**Passage provided:**
Start
2016-01-31 Thread Joshua D. Drake

On 01/29/2016 03:05 PM, Alvaro Herrera wrote:

Joshua D. Drake wrote:


I think the best question to ask is:

"What is the problem we are trying to solve?"


The problem is alluring more patch reviewers, beta testers and bug
reporters.


Do we really want patch reviewers, beta testers and bug reporters that 
are doing it because we created a fixed template for commit messages 
that may mention their name?



One of the offers is to credit them (I'm not exactly clear
on what is the group to benefit from this, but the phrasing used in the
meeting was "contributors to the release") by having a section somewhere
in the release notes with a list of their names.


I can see this as being a nice thing but knowing that someone is a 
contributor isn't hard. There is a contributor list on the website and 
it is obvious from mail lists, archives and simple searches who is 
actually participating.
End
**Exercise task:** Carry on the mailing-list post about crediting patch reviewers and testers, picking up after its last sentence.

**Raw data:**
Start
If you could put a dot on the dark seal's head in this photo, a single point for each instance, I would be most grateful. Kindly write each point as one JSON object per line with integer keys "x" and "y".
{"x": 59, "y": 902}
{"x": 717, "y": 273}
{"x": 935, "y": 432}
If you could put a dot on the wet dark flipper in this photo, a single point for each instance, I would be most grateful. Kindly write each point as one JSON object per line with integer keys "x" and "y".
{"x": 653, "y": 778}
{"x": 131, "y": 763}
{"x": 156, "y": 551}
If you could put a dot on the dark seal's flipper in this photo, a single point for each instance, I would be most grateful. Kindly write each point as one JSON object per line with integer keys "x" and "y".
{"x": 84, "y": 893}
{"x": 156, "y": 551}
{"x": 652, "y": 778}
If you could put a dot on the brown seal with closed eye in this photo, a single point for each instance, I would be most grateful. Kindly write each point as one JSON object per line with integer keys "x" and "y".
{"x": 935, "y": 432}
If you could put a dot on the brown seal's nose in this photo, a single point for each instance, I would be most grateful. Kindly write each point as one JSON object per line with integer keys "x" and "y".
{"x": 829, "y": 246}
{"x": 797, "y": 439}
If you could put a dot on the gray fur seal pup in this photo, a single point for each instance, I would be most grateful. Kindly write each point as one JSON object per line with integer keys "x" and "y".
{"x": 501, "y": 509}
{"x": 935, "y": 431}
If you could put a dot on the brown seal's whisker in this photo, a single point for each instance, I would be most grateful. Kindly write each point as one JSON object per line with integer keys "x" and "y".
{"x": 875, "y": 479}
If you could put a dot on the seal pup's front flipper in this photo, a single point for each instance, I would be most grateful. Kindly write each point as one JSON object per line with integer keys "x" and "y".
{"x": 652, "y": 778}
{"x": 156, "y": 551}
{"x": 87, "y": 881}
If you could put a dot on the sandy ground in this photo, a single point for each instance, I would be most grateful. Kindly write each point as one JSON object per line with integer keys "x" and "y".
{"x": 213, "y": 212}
End
Start
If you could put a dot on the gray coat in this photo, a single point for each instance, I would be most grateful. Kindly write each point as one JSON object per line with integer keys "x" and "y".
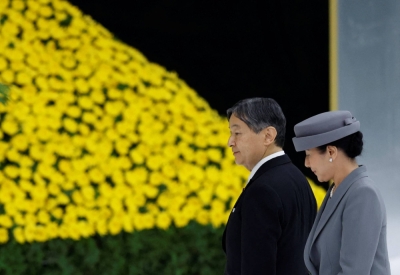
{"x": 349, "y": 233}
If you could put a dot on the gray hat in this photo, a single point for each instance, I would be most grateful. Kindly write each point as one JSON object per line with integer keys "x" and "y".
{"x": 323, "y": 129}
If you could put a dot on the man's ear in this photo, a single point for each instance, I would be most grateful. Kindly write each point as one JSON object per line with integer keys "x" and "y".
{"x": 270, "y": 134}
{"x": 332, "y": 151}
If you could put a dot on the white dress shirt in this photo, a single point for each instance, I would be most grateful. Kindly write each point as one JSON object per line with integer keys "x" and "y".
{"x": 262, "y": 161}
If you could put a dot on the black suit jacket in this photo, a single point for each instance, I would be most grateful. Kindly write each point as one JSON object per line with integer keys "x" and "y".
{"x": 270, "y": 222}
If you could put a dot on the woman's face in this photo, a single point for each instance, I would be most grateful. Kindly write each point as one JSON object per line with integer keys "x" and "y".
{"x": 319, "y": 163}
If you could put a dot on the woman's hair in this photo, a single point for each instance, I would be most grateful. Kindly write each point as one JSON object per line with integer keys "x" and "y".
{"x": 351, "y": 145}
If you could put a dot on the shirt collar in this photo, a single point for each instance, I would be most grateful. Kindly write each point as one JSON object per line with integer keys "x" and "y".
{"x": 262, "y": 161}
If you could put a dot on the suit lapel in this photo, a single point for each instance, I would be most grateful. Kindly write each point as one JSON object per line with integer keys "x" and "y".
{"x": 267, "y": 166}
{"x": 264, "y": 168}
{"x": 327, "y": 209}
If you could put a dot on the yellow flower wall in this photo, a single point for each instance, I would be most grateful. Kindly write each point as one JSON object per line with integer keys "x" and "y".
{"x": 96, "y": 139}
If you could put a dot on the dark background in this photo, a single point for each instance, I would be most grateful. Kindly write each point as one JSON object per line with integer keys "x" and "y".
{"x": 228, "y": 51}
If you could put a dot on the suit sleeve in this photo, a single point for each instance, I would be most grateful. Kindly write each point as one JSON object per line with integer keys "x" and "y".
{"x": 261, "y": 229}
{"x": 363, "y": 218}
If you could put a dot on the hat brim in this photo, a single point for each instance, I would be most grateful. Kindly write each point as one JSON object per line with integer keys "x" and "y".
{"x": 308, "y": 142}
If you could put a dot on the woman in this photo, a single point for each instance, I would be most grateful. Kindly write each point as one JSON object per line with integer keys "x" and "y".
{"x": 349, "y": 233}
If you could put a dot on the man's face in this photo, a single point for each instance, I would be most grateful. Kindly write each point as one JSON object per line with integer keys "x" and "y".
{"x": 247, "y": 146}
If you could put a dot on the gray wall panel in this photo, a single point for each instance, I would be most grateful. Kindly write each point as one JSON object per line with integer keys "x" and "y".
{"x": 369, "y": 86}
End
**Response:**
This proposal is
different from the previous proposal because their names wouldn't appear
next to each feature.


That certainly is a good thing.



So the problem, of course, is collating that list of names, and the
point of having a commit template is to have a single, complete source
of truth from where to extract the info.



I think the problem is that we think that this is somehow going to 
allure more people. I also think it is a quick step from:


Oh, Alvaro helped a lot with that.

vs

On, 2Q wrote that feature.

Any smart business is going to push for that once we start down this 
path in earnest.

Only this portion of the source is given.